All lines of the material must be output verbatim.

***

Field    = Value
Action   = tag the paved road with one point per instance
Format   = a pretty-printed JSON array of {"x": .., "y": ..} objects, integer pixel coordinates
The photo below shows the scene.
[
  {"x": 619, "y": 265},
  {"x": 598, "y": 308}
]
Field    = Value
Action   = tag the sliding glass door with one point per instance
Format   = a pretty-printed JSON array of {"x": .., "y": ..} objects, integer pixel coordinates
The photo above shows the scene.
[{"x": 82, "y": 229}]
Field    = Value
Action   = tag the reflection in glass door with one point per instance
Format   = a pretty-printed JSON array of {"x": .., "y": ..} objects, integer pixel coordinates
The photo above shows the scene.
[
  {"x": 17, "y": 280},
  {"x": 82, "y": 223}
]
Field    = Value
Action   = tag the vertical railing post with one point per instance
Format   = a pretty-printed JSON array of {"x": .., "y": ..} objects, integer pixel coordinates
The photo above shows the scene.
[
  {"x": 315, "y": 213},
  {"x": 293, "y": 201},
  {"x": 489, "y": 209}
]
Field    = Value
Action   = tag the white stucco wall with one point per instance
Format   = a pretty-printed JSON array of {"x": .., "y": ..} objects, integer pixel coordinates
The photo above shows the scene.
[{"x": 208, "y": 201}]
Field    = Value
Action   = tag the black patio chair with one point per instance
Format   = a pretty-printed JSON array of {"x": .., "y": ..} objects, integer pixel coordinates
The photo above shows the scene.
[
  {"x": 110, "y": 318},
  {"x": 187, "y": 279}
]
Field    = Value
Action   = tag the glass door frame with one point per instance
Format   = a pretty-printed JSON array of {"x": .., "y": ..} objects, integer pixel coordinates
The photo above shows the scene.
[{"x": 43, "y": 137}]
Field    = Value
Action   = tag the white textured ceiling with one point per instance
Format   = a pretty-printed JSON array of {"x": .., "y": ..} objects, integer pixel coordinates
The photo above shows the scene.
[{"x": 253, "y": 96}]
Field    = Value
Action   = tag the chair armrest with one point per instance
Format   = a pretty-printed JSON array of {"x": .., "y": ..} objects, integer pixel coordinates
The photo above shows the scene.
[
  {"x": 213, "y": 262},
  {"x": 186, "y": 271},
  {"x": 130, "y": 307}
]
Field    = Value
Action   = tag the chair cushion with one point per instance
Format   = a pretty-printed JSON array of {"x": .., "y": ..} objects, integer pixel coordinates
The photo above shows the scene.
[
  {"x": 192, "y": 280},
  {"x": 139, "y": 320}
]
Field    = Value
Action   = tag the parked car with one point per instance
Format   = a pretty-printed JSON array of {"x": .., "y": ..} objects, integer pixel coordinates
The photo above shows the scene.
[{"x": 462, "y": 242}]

***

ANSWER -
Field    = Value
Action   = tag the paved road with one point per instance
Format   = a pretty-printed JSON array of {"x": .., "y": ..} objects, integer pixel coordinates
The photo below shows the scene.
[
  {"x": 619, "y": 265},
  {"x": 598, "y": 308}
]
Field    = Value
Action   = tag the sliding glass door with one point per instance
Format   = a pretty-printed JSON array of {"x": .., "y": ..} objects, integer pixel coordinates
The photo above shows the scene.
[{"x": 82, "y": 229}]
Field    = Value
Action   = tag the reflection in glass door with one point per instance
Format   = a pretty-printed JSON array of {"x": .., "y": ..} objects, integer pixel coordinates
The photo above shows the scene.
[
  {"x": 17, "y": 280},
  {"x": 82, "y": 223}
]
Field    = Value
Action   = tag the vertical railing post with one point per instance
Format   = a pretty-printed JSON array of {"x": .., "y": ..} objects, integer pixel coordinates
The photo above shows the scene.
[
  {"x": 315, "y": 213},
  {"x": 293, "y": 201},
  {"x": 489, "y": 209}
]
Field    = Value
Action   = tag the white stucco wall with one point per instance
Format   = a pretty-printed JSON array of {"x": .., "y": ..} objects, integer pixel coordinates
The photo above shows the scene.
[{"x": 208, "y": 201}]
Field    = Value
Action   = tag the black patio chair with one point per instance
Format   = a pretty-printed JSON array of {"x": .., "y": ..} objects, integer pixel coordinates
The photo above shows the scene.
[
  {"x": 110, "y": 318},
  {"x": 187, "y": 279}
]
Field    = Value
Action   = tag the glass door frame with one point per instance
Format   = a pretty-printed JSON array of {"x": .., "y": ..} objects, integer pixel coordinates
The photo above shows the scene.
[{"x": 43, "y": 137}]
Field    = Value
Action   = tag the white textured ceiling with one point per instance
Format   = a pretty-printed JSON array of {"x": .., "y": ..} objects, integer pixel coordinates
The photo above shows the scene.
[{"x": 253, "y": 96}]
Field    = Value
Action   = tag the chair armrest with one point per instance
Format   = a pretty-printed JSON array of {"x": .., "y": ..} objects, integer pixel coordinates
The photo above shows the scene.
[
  {"x": 213, "y": 262},
  {"x": 186, "y": 271},
  {"x": 130, "y": 307}
]
Field    = Value
Action   = tag the chair cushion with one point per instance
Format   = a pretty-printed JSON array of {"x": .., "y": ..} objects, integer pixel coordinates
The photo above shows the scene.
[
  {"x": 192, "y": 280},
  {"x": 139, "y": 320}
]
Field    = Value
Action   = tag the parked car with one point per instance
Format   = a pretty-printed JSON array of {"x": .., "y": ..} objects, integer pixel coordinates
The photo above shows the scene.
[{"x": 462, "y": 242}]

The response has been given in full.